--- PASSAGE SHOWN ---

So I moved code to mesh shaders. It was pain to do so. I was hitting some edge cases

#

Now finally meshlets lods

#

Gotta do a lot of reading

merry laurel
#

also got this baby

merry laurel
#

I am thinking of taking pause on this project and try hw rt

supple cliff
#

daxa rt?

merry laurel
supple cliff
#

cool cool

#

the shader binding table stuff is still very akawrd

#

but we couldnt find a good abstraction yet

#

jaisero worked on it a while but i didnt check on it

#

So i am eager to see what you come up with

merry laurel
#

yeah I was looking at shader binding table and it was ify. I have some idea but idk

merry laurel
#

@supple cliff My idea to get rid of indices is to wrap it into objects that would hide the index and make it readable.

#

This the idea I got without much going in depth

merry laurel
#

I might have shot myself into foot with offline asset baking and some assumptions with meshlets

#

also I unload meshes from VRAM so another bullet hole in my foot

merry laurel
#

quite chonker

paper ore
#

is that your current project?

merry laurel
#

yeah if you render your scene in 0.2ms and you are sending 500mbps it fill ups quite fast

merry laurel
paper ore
#

ah

#

but

#

what does it show exactly

merry laurel
#

it shows the amount of data that tracy received from application that is being profiled

pale vortex
#

when you really want to make sure you get 60fps even after your game runs for 100 hours

paper ore
#

i see

merry laurel
#

much better

merry laurel
#

sw raster

#

sw raster disabled

#

quite abysmal

summer sigil
#

Uh, why's it so slow? Mine is way faster ๐Ÿค”

#

Did you cache vertices in wg memory?

---

§ **WHAT TO DO**:
(1) Summarize the thread in two sentences.
(2) Echo part of the thread word for word, beginning at the words "yeah I was looking" and stopping after "make it readable.".
(3) Decide whether each statement agrees with the thread, answering yes or no and quoting the deciding words: (a) meshes are never unloaded from VRAM; (b) the view shows the amount of data Tracy received from the profiled application; (c) the proposed way to get rid of indices is to wrap them into objects.

--- RECORDED INFORMATION ---

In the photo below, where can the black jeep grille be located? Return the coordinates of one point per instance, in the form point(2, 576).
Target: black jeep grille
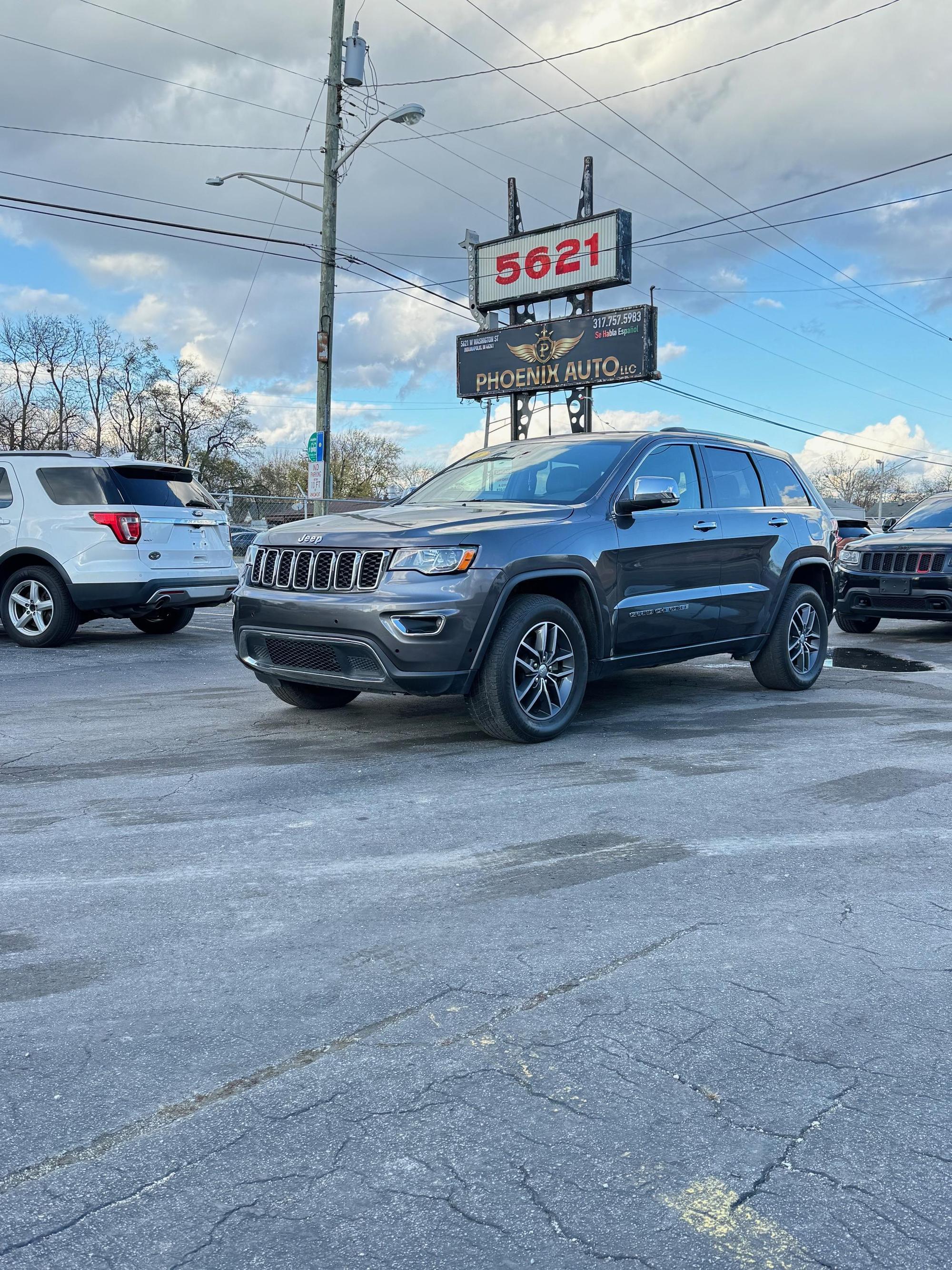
point(904, 562)
point(310, 570)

---

§ **EXPECTED RESULTS**:
(1) Code was moved to mesh shaders, which was painful, and work turned to meshlet LODs while a pause to try hw rt was considered. The thread also covers the shader binding table, which is still awkward and lacks a good abstraction, and a Tracy view showing the amount of data received from the profiled application.

(2)
yeah I was looking at shader binding table and it was ify. I have some idea but idk

merry laurel
#

@supple cliff My idea to get rid of indices is to wrap it into objects that would hide the index and make it readable.

(3)
(a) No: "also I unload meshes from VRAM so another bullet hole in my foot"
(b) Yes: "it shows the amount of data that tracy received from application that is being profiled"
(c) Yes: "My idea to get rid of indices is to wrap it into objects that would hide the index and make it readable."